BEGIN Task data
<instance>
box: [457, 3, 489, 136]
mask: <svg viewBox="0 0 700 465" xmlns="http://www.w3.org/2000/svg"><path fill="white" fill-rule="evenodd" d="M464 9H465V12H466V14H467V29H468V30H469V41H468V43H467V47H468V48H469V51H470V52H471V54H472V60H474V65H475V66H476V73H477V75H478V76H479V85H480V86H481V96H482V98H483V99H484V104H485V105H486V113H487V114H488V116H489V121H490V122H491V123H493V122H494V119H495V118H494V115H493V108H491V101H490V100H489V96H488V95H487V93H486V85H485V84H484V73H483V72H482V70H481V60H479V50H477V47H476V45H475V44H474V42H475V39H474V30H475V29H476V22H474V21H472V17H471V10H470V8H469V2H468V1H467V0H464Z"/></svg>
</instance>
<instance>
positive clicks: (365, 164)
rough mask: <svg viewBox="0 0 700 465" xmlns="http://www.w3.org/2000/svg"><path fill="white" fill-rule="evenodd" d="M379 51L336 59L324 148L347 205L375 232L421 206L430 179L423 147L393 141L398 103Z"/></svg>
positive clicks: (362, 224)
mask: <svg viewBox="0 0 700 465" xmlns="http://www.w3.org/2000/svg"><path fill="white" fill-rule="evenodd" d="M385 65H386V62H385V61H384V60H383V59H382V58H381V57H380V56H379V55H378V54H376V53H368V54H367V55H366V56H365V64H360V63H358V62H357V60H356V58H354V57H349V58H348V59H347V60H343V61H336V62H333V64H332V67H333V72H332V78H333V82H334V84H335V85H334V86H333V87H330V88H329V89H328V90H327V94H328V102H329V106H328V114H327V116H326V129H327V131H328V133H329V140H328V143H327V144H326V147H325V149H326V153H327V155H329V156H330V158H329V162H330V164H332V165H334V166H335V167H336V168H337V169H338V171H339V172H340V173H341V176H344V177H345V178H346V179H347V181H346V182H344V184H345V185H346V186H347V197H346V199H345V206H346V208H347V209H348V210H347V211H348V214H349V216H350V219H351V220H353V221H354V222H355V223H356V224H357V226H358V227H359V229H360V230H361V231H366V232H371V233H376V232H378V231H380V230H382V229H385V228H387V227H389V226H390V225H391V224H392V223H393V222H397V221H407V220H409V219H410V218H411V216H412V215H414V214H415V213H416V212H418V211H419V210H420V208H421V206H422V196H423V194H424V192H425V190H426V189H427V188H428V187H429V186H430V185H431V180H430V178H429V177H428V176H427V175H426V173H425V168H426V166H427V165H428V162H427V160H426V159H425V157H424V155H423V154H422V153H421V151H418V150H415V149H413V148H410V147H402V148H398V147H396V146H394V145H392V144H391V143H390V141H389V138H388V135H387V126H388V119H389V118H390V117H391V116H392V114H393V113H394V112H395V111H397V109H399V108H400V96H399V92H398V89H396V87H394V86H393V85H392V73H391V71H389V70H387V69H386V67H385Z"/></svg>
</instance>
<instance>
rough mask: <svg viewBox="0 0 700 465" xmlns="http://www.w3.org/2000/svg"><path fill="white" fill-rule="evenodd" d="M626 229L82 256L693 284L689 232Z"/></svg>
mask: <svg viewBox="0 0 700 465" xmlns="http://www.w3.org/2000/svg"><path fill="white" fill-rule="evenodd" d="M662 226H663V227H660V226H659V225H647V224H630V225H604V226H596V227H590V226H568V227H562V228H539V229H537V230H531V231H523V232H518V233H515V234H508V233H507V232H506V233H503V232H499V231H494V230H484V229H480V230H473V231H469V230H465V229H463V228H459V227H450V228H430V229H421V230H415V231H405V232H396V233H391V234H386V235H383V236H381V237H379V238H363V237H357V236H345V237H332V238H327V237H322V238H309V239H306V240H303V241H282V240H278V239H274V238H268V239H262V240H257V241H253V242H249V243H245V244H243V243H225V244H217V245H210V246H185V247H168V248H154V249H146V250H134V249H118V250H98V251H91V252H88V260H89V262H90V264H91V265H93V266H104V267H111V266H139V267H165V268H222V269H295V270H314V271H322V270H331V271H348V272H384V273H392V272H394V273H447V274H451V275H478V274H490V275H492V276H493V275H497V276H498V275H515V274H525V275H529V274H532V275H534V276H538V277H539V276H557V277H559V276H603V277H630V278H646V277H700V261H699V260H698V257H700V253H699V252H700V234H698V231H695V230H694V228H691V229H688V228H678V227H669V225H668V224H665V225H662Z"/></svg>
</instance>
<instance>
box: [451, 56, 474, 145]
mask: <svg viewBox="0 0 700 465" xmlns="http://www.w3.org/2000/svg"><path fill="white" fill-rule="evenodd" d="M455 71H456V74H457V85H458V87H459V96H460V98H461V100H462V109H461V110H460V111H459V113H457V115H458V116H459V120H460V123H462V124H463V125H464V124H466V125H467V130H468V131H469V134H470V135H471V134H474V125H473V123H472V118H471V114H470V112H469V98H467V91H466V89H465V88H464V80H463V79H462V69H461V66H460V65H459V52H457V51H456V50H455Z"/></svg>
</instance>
END Task data
Work to complete:
Output the data above in full and exactly.

Response to this exercise:
<instance>
box: [457, 3, 489, 136]
mask: <svg viewBox="0 0 700 465" xmlns="http://www.w3.org/2000/svg"><path fill="white" fill-rule="evenodd" d="M464 9H465V12H466V14H467V29H468V30H469V41H468V43H467V47H468V48H469V51H470V52H471V54H472V60H474V65H475V66H476V73H477V75H478V76H479V85H480V86H481V96H482V98H483V99H484V104H485V105H486V113H487V114H488V116H489V121H490V122H491V123H493V122H494V119H495V118H494V115H493V108H491V101H490V100H489V96H488V95H487V93H486V85H485V84H484V73H483V72H482V70H481V60H479V50H477V47H476V45H475V44H474V42H475V39H474V30H475V29H476V22H474V21H472V17H471V10H470V8H469V2H468V1H467V0H464Z"/></svg>
</instance>
<instance>
positive clicks: (365, 164)
rough mask: <svg viewBox="0 0 700 465" xmlns="http://www.w3.org/2000/svg"><path fill="white" fill-rule="evenodd" d="M379 51L336 59L324 148L347 205L375 232L421 206L430 179L423 147L393 141L398 103Z"/></svg>
positive clicks: (362, 224)
mask: <svg viewBox="0 0 700 465" xmlns="http://www.w3.org/2000/svg"><path fill="white" fill-rule="evenodd" d="M385 65H386V62H385V61H384V60H383V59H382V58H381V57H380V56H379V55H378V54H376V53H368V54H367V55H366V56H365V64H360V63H358V62H357V60H356V58H354V57H349V58H348V59H347V60H343V61H336V62H333V64H332V67H333V72H332V78H333V82H334V84H335V85H334V86H333V87H330V88H329V89H328V90H327V94H328V102H329V106H328V114H327V116H326V129H327V131H328V133H329V140H328V143H327V144H326V147H325V149H326V153H327V155H329V156H330V158H329V162H330V164H332V165H334V166H335V167H336V168H337V169H338V171H339V172H340V173H341V176H344V177H345V178H346V179H347V181H346V182H344V184H345V185H346V186H347V197H346V199H345V206H346V208H347V209H348V210H347V211H348V214H349V216H350V219H351V220H353V221H354V222H355V223H356V224H357V226H358V227H359V229H360V230H361V231H366V232H371V233H376V232H378V231H380V230H382V229H385V228H387V227H389V226H390V225H391V224H392V223H393V222H397V221H407V220H409V219H410V218H411V216H412V215H414V214H415V213H416V212H418V211H419V210H420V208H421V206H422V196H423V194H424V192H425V190H426V189H427V188H428V187H429V186H430V185H431V180H430V178H429V177H428V176H427V175H426V173H425V168H426V166H427V165H428V162H427V160H426V159H425V157H424V155H423V154H422V153H421V151H418V150H415V149H413V148H410V147H402V148H398V147H396V146H394V145H392V144H391V143H390V141H389V138H388V135H387V126H388V119H389V118H390V117H391V116H392V114H393V113H394V112H395V111H397V109H399V108H400V96H399V92H398V89H396V87H394V86H393V85H392V73H391V71H389V70H387V69H386V67H385Z"/></svg>
</instance>
<instance>
rough mask: <svg viewBox="0 0 700 465" xmlns="http://www.w3.org/2000/svg"><path fill="white" fill-rule="evenodd" d="M626 229L82 256L693 284L689 232Z"/></svg>
mask: <svg viewBox="0 0 700 465" xmlns="http://www.w3.org/2000/svg"><path fill="white" fill-rule="evenodd" d="M662 226H663V227H660V226H659V225H647V224H630V225H604V226H596V227H590V226H568V227H562V228H539V229H537V230H531V231H523V232H518V233H515V234H508V233H507V232H506V233H503V232H499V231H494V230H484V229H480V230H473V231H469V230H465V229H463V228H459V227H450V228H430V229H421V230H415V231H405V232H396V233H391V234H386V235H383V236H381V237H379V238H363V237H357V236H345V237H332V238H327V237H322V238H309V239H306V240H303V241H282V240H278V239H274V238H268V239H262V240H257V241H253V242H249V243H245V244H243V243H225V244H217V245H210V246H185V247H168V248H154V249H146V250H134V249H118V250H98V251H91V252H88V260H89V262H90V264H91V265H93V266H104V267H111V266H139V267H165V268H222V269H295V270H314V271H322V270H331V271H348V272H384V273H392V272H394V273H447V274H451V275H478V274H490V275H492V276H493V275H497V276H498V275H515V274H525V275H529V274H532V275H534V276H538V277H539V276H557V277H559V276H603V277H630V278H646V277H700V261H699V260H698V257H700V253H699V252H700V234H698V231H695V230H694V228H691V229H688V228H678V227H669V225H668V224H665V225H662Z"/></svg>
</instance>
<instance>
box: [451, 56, 474, 145]
mask: <svg viewBox="0 0 700 465" xmlns="http://www.w3.org/2000/svg"><path fill="white" fill-rule="evenodd" d="M455 71H456V74H457V85H458V87H459V96H460V98H461V100H462V109H461V110H460V111H459V113H457V115H458V116H459V120H460V123H462V124H463V125H464V124H466V125H467V130H468V131H469V134H470V135H471V134H474V125H473V123H472V118H471V114H470V112H469V98H467V91H466V89H465V88H464V80H463V79H462V69H461V66H460V65H459V52H457V51H456V50H455Z"/></svg>
</instance>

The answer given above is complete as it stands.